── Data provided

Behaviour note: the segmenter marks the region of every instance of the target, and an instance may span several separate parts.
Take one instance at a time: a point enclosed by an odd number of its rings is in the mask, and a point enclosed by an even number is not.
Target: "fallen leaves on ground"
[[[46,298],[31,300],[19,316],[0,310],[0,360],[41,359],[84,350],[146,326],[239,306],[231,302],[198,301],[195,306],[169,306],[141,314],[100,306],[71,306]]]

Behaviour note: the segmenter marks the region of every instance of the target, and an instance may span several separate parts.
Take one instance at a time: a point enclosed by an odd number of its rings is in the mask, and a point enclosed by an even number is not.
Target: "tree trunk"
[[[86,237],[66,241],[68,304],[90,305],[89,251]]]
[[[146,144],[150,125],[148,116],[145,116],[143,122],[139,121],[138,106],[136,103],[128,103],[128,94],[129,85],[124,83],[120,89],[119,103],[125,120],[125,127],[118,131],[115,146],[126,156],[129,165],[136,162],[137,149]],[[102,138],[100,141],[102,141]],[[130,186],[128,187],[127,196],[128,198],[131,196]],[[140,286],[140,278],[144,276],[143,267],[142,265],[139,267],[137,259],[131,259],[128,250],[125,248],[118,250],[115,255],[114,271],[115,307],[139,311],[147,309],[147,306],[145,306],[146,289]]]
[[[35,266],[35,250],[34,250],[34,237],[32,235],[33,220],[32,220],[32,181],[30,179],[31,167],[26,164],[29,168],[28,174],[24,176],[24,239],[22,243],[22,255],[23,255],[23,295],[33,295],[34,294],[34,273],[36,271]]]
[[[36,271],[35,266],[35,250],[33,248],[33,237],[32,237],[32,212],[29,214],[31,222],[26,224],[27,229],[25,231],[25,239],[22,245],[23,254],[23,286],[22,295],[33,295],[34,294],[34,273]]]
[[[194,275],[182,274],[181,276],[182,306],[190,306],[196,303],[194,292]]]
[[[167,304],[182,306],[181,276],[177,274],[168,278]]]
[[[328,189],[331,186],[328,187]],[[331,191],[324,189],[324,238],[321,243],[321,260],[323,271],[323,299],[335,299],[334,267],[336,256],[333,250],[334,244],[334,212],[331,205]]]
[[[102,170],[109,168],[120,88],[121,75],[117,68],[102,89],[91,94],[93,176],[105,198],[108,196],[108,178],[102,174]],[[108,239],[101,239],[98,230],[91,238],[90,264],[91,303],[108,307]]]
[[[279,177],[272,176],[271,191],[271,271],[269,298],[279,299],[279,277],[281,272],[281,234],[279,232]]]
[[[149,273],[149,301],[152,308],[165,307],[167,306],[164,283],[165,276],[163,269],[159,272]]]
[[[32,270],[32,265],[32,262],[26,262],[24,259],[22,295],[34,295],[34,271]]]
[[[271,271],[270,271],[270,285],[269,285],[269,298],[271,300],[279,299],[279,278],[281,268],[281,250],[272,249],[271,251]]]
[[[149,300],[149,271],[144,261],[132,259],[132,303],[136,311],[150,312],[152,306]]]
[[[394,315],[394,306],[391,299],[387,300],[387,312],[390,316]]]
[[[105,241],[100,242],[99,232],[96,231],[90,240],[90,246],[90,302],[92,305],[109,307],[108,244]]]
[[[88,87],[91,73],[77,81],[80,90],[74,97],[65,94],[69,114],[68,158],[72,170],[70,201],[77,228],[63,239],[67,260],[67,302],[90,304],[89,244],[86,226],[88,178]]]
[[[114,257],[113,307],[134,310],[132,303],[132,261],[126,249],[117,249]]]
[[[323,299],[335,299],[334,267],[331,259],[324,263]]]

────

*Try it*
Using the exact wording, transcribe all the records above.

*Your response*
Behaviour note: the segmenter marks the region of every instance of the target, and an instance may span several separate parts.
Take one instance at a time: a point enclosed by an odd number of its rings is in the mask, and a point enclosed by an even number is not.
Target: "fallen leaves on ground"
[[[46,298],[31,300],[19,316],[0,310],[0,360],[41,359],[84,350],[146,326],[239,306],[231,302],[198,301],[195,306],[169,306],[141,314],[100,306],[71,306]]]

Behaviour note: the segmenter marks the region of every instance of the target, and an instance may span several separate parts.
Take one instance at a time: a point enclosed by an odd number of its rings is in the mask, and a point enclosed by an even number is not.
Target: "tree trunk"
[[[86,237],[66,241],[68,304],[90,305],[89,251]]]
[[[146,144],[150,125],[148,116],[145,116],[143,122],[139,121],[138,106],[136,103],[128,103],[128,94],[129,85],[124,83],[120,89],[119,103],[125,120],[125,127],[118,131],[115,146],[126,156],[129,165],[136,162],[137,149]],[[102,138],[100,141],[102,141]],[[130,186],[128,187],[127,196],[128,198],[131,196]],[[140,286],[140,278],[144,276],[143,267],[142,265],[139,267],[137,259],[131,259],[128,250],[125,248],[118,250],[115,255],[114,271],[115,307],[139,311],[147,309],[147,306],[145,306],[146,289]]]
[[[35,266],[35,250],[34,250],[34,237],[32,235],[33,220],[32,220],[32,181],[30,179],[31,167],[26,164],[29,168],[28,174],[24,176],[24,239],[22,243],[22,255],[23,255],[23,295],[33,295],[34,294],[34,273],[36,271]]]
[[[36,271],[35,266],[35,250],[33,248],[33,237],[32,237],[32,212],[29,214],[31,222],[26,224],[27,229],[25,231],[25,239],[22,245],[23,254],[23,286],[22,295],[33,295],[34,294],[34,273]]]
[[[194,275],[182,274],[181,276],[182,306],[190,306],[196,303],[194,292]]]
[[[167,304],[182,306],[181,276],[177,274],[168,278]]]
[[[328,189],[331,186],[328,187]],[[331,191],[324,189],[324,238],[321,243],[321,260],[323,271],[323,299],[335,299],[334,267],[336,256],[333,250],[334,244],[334,212],[331,205]]]
[[[102,170],[109,168],[120,88],[121,75],[117,68],[102,89],[91,94],[93,176],[105,198],[108,196],[108,178],[102,174]],[[108,239],[101,239],[98,230],[91,238],[90,264],[91,303],[108,307]]]
[[[279,177],[272,176],[271,191],[271,271],[269,298],[279,299],[279,277],[281,272],[281,234],[279,232]]]
[[[149,273],[149,301],[152,308],[165,307],[167,306],[164,283],[165,276],[163,269],[159,272]]]
[[[32,270],[32,265],[32,262],[26,262],[24,259],[22,295],[34,295],[34,271]]]
[[[271,271],[270,271],[270,285],[269,285],[269,298],[271,300],[279,299],[279,278],[281,268],[281,250],[272,249],[271,251]]]
[[[149,300],[149,271],[144,261],[132,259],[132,303],[136,311],[150,312],[152,306]]]
[[[394,315],[394,306],[391,299],[387,300],[387,312],[390,316]]]
[[[105,241],[100,242],[99,232],[96,231],[90,240],[90,246],[90,302],[92,305],[109,307],[108,244]]]
[[[88,87],[91,73],[77,81],[80,90],[74,97],[65,94],[69,114],[68,158],[72,170],[70,201],[77,228],[63,239],[67,260],[67,302],[90,304],[89,244],[86,226],[88,178]]]
[[[114,257],[113,307],[134,310],[132,303],[132,261],[126,249],[117,249]]]
[[[323,299],[335,299],[334,267],[331,259],[324,263]]]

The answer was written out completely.